● Given instruction A:
Answer these from the forum thread on depositing a Westgate week:
(i) Which resort and week did the first poster buy?
(ii) What does II ask for when the first poster logs on?
(iii) According to the reply, which exchange company accepts only the deeded week?
● Given instruction B: Carry on the forum thread about depositing a Westgate timeshare week, picking up after its final sentence.

● Given text:
# Westgate owners-deposit at resort or II



## tcrny (Mar 6, 2011)

We purchased end of Dec Westgate Palace Orlando week 51 (our first TS).  In order to deposit the week, I am confused about where to deposit first.  We have II and when I log on our TS shows up, but it asks for a reservation # and says to contact home resort for info.  Is there something I need to do with home resort to let them know I am exchanging/depositing before going through II?  I'd be interested in anyone who owns Westgate TS's on best way to exchange.  Westgate website says to call their customer service for help on depositing/exchanging ... and so does II.  Where do I go first?  We have no preferences or specific places we want to travel as we haven't visited many places, and want to use this timeshare as a way to trade to see different places.  Thanks for your help, Cathy


----------



## timeos2 (Mar 6, 2011)

*The usual Wastegate BS*

As you own a fixed week what SHOULD happen you simply deposit that week with II - game over. But this is Wastegate so what you OWN doesn't matter to them - you must contact the resort and get a week (most likely won't be your legally deeded week unless it is extremely low value) which they choose. This flies in the face of what a deeded, fixed week ownership is but because Wastegate can & II lets them get away with it (if you had access to RCI that wouldn't be allowed - they only accept the deeded week as it should be) thats what they do.

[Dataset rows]
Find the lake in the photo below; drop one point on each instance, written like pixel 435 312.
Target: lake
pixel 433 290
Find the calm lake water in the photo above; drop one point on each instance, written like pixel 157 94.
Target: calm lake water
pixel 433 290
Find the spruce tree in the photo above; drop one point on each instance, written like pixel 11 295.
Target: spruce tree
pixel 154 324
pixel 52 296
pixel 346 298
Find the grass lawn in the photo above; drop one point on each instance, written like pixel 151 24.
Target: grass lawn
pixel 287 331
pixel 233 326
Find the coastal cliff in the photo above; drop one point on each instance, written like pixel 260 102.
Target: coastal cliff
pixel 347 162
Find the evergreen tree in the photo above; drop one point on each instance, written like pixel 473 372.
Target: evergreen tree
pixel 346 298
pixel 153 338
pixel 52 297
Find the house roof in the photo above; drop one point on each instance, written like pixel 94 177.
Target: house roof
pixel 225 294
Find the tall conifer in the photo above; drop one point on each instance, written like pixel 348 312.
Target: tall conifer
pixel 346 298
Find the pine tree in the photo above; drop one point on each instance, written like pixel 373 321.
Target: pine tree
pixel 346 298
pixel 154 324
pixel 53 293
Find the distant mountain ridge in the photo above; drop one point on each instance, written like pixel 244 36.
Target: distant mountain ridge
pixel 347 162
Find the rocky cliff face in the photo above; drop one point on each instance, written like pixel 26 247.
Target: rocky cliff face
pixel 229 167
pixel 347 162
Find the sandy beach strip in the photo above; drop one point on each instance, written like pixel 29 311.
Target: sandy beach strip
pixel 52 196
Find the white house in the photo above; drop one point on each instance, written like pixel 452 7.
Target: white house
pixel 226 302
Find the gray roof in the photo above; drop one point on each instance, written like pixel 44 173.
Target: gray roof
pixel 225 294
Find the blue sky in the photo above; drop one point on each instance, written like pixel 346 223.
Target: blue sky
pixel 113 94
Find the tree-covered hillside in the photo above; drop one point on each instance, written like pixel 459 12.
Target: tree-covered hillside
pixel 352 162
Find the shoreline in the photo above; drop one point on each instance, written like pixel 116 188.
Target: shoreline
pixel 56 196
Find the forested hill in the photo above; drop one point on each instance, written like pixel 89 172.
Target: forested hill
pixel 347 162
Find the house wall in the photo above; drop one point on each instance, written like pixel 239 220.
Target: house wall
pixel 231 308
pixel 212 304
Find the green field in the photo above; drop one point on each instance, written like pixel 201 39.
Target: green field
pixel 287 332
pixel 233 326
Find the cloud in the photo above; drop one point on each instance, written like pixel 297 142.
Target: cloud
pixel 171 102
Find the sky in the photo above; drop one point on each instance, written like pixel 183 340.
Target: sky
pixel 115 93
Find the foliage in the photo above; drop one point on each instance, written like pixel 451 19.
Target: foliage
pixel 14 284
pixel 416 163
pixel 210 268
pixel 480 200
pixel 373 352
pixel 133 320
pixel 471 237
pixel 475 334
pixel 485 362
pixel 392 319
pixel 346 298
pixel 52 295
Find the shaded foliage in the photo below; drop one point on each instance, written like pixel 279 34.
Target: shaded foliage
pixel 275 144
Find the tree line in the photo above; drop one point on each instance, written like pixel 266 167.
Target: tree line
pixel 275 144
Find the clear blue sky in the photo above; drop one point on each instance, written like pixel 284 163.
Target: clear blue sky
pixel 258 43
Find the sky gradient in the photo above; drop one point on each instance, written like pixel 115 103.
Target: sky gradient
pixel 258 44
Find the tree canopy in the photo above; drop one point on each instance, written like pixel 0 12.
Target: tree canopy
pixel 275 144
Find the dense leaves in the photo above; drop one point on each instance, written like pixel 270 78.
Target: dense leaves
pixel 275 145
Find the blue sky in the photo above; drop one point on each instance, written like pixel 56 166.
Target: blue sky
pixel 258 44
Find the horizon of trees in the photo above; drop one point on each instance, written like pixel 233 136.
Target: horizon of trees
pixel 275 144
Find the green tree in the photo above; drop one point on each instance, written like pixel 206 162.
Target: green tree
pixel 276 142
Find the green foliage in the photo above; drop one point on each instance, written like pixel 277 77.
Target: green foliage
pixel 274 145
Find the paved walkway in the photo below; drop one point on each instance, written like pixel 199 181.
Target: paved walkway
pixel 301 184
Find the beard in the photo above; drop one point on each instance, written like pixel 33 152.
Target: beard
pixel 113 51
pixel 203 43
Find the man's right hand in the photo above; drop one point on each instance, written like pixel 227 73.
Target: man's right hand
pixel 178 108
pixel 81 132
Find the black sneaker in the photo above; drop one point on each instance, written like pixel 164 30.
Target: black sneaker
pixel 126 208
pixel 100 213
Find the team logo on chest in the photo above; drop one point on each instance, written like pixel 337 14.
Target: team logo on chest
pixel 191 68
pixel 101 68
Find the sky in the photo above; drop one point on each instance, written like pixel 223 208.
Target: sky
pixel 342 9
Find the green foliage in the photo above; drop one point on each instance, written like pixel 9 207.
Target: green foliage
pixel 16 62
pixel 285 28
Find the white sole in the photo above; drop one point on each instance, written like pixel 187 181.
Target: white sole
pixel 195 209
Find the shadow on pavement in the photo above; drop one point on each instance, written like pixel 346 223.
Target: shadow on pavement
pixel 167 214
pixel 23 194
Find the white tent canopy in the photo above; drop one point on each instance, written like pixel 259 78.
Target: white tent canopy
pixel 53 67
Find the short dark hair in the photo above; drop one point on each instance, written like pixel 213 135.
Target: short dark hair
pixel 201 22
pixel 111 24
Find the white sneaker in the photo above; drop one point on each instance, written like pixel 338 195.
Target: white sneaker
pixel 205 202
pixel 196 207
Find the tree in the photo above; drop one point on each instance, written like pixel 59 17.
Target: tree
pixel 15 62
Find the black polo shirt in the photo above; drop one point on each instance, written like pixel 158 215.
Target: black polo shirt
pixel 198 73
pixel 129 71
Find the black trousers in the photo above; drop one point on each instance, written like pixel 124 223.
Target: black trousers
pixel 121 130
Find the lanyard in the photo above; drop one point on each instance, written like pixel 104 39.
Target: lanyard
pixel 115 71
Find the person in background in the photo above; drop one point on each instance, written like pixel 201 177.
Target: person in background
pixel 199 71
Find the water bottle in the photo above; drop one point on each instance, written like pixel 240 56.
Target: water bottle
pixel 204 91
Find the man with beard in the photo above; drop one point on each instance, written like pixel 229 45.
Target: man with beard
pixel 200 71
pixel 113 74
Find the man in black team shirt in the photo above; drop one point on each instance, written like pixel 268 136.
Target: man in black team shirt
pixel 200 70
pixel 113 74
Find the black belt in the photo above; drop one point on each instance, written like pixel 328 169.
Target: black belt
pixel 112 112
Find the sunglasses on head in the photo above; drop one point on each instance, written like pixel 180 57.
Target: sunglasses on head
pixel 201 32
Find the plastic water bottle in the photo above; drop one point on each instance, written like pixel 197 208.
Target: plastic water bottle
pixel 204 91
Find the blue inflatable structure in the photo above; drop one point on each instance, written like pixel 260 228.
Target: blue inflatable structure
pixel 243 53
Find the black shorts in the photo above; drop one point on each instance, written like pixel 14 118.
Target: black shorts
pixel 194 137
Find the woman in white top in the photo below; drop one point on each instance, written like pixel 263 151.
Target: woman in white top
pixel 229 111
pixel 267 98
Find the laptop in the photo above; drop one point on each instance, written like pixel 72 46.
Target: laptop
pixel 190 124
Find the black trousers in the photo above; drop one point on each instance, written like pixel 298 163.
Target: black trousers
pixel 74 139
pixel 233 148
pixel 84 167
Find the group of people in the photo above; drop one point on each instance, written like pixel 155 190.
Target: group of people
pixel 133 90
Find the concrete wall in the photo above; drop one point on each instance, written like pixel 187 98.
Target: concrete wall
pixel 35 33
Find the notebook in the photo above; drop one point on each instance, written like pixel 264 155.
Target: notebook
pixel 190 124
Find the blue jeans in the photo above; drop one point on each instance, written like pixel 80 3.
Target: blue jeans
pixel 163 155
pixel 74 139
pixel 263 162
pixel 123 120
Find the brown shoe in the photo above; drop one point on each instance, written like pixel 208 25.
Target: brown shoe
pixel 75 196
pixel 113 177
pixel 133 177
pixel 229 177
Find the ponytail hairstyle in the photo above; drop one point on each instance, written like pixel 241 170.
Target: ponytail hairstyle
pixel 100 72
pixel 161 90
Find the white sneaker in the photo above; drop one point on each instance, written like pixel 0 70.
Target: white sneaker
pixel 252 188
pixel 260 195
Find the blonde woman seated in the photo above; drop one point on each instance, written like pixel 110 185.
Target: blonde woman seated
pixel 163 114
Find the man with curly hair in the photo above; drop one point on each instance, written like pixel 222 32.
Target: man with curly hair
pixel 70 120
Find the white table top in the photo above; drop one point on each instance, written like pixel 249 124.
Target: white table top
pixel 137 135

● Task response A:
(i) Westgate Palace Orlando, week 51
(ii) A reservation number
(iii) RCI

● Task response B:
To beat them you can try SFX and see if they will accept your week/resort (they may not) if they don't then you may want to look at Trading Places or another third party other than II.  

Forcing you to take a week other than what you own is not even legal but this is Wastegate so they feel mere laws don't apply to them!  And II lets them get away with it. If you can avoid using II as you should have the benefit of what you OWN not what Wastegate deems you worthy of.  Good luck. Unfortunately you picked a very owner negative timeshare group to own with and this will likely be only one of many frustrations or worse you'll have to deal with.  We recently & finally got rid of our one timeshare mistake - a resale Wastegate VV week. We though we liked it when we bought over 15 years ago but, like most Wastegate owners, ultimately became totally disillusioned with what is easily the worst timeshare operation that exists in the US.  There may be worse in Mexico but we are never even tempted to dabble with that area. 

Good luck with your ownership. Don't let them railroad you.


----------



## AwayWeGo (Mar 7, 2011)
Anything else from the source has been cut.